### WHAT YOU ARE ASKED TO DO
Copy every record below exactly as written, but leave out the pictures.

### GIVEN DATA
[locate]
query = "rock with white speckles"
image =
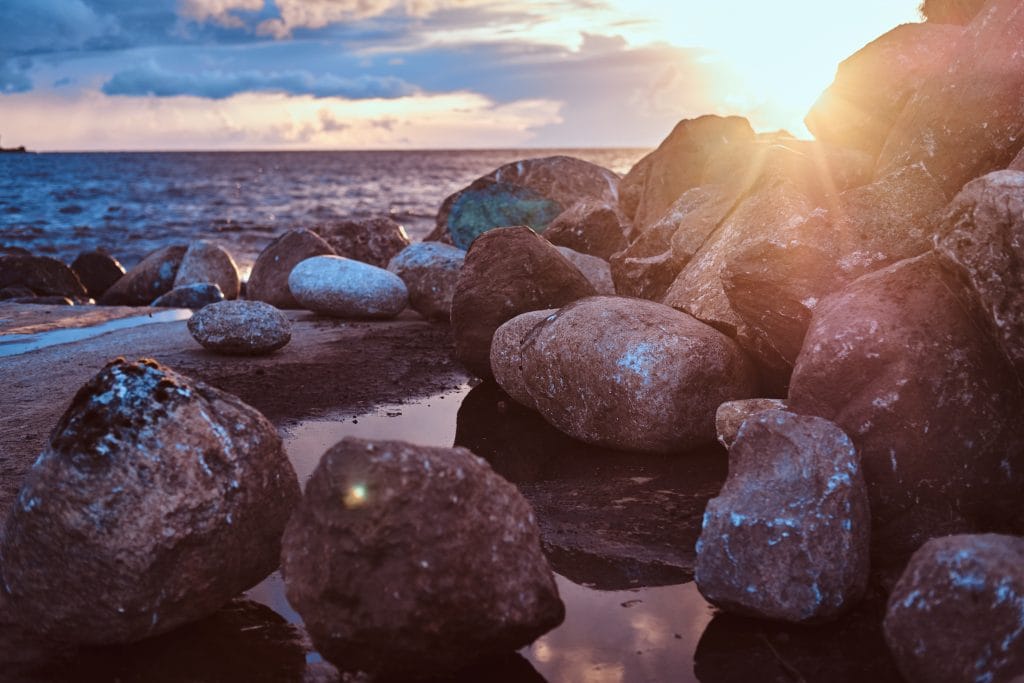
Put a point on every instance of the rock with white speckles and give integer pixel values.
(626, 374)
(787, 538)
(157, 501)
(409, 561)
(346, 288)
(241, 328)
(957, 612)
(430, 270)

### RESPONSE FOR THIS EXERCISE
[locate]
query = "rock with white speckles"
image =
Put a point on every instance of the rock with white speckles and give integer pixel values.
(626, 374)
(787, 538)
(157, 501)
(409, 561)
(346, 288)
(241, 328)
(957, 612)
(430, 270)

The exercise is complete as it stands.